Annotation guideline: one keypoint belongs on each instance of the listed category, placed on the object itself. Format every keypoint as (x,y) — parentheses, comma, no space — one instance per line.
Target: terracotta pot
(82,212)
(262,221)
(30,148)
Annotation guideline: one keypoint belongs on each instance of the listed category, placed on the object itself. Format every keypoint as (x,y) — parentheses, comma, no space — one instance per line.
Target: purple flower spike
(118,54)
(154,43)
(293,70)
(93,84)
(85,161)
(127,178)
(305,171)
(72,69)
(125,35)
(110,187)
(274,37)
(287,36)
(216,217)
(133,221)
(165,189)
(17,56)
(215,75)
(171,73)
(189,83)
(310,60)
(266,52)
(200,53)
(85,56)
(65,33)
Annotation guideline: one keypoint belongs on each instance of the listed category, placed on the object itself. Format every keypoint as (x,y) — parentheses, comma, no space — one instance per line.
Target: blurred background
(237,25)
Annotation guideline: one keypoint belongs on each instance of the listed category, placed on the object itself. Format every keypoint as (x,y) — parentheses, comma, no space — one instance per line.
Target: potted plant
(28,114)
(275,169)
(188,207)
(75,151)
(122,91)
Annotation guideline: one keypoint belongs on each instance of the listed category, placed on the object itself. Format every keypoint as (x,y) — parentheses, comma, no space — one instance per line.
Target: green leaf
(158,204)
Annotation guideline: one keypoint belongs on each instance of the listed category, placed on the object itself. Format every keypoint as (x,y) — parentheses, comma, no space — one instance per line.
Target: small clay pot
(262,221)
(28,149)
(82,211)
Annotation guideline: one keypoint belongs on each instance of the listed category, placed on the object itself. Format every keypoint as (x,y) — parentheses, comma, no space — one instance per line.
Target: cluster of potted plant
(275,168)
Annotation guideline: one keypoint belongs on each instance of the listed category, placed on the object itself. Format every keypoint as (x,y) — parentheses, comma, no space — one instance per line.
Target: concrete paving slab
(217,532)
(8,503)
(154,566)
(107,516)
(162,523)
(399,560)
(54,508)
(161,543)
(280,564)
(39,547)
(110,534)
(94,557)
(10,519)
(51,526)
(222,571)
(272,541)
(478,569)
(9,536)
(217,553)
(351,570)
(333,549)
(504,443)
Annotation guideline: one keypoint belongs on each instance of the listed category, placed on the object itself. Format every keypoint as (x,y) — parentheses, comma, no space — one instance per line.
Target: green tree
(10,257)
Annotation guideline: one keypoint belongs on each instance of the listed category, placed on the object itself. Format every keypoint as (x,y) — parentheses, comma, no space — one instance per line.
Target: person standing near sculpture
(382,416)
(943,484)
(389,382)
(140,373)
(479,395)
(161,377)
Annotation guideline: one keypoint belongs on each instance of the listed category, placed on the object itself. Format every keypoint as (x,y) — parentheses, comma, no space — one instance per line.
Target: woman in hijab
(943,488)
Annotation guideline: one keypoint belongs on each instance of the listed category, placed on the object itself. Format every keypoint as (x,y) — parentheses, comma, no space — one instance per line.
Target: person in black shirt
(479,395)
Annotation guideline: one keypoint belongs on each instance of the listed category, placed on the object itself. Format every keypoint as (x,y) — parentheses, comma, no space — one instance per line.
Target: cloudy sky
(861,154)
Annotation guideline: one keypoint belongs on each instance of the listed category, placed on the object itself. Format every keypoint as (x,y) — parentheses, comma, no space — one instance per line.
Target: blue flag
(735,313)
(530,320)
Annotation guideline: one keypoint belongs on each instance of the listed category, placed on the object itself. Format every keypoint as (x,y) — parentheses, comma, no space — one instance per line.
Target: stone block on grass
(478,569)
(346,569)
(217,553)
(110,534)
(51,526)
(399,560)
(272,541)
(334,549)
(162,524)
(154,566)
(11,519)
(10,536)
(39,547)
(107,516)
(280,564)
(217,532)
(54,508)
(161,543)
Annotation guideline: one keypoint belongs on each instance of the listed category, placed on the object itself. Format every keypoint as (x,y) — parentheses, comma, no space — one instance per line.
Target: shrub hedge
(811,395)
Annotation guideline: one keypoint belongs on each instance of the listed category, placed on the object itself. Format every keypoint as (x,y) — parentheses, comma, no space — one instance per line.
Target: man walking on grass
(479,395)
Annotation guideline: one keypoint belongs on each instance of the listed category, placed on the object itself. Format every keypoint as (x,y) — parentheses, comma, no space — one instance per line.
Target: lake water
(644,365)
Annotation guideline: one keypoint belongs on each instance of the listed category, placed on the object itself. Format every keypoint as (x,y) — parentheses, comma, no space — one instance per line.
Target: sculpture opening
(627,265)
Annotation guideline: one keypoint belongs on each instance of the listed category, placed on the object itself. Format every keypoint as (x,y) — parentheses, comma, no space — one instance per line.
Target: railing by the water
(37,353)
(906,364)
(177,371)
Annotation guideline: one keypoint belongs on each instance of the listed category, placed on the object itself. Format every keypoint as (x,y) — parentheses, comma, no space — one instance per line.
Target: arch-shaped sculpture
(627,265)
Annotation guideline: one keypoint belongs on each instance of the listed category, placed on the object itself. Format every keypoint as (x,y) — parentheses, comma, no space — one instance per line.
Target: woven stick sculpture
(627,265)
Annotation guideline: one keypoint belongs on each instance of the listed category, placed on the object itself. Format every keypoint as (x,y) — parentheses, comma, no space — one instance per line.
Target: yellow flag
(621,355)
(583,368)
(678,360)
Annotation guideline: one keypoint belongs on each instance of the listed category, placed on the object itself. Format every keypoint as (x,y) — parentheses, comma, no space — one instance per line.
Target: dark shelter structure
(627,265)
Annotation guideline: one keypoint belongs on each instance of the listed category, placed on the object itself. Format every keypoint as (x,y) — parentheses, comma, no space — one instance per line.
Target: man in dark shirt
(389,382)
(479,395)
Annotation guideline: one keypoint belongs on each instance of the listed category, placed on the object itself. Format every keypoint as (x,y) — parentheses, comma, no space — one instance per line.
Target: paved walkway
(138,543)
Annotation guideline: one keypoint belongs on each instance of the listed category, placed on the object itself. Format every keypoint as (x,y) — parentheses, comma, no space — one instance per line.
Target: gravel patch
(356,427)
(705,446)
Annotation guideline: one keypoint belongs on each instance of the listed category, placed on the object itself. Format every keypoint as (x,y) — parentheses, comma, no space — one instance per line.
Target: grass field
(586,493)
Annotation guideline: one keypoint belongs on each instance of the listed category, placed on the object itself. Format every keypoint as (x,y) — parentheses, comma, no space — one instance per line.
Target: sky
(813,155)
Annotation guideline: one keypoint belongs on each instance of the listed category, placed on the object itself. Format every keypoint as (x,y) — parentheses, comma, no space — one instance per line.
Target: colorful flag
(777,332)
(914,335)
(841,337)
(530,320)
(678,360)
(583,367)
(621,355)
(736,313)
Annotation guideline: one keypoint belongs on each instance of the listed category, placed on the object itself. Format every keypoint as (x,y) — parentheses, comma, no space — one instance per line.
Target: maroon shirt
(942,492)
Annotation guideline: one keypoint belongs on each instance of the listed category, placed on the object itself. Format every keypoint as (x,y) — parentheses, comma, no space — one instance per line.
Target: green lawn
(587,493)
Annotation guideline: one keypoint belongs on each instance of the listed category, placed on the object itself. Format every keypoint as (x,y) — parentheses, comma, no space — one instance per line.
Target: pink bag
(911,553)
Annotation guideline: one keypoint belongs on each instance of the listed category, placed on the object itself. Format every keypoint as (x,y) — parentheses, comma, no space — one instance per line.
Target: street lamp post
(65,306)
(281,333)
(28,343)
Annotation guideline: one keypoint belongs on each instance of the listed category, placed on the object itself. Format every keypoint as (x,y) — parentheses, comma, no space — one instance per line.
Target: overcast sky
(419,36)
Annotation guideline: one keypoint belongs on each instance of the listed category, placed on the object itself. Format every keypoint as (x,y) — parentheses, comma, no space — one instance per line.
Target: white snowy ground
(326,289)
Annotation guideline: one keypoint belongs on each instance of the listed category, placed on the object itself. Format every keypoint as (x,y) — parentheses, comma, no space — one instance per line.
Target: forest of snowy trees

+-------+

(GOAL):
Which lines in the listing above contain the word "water"? List each of them in full.

(TASK OUTPUT):
Target: lake water
Target: railing by the water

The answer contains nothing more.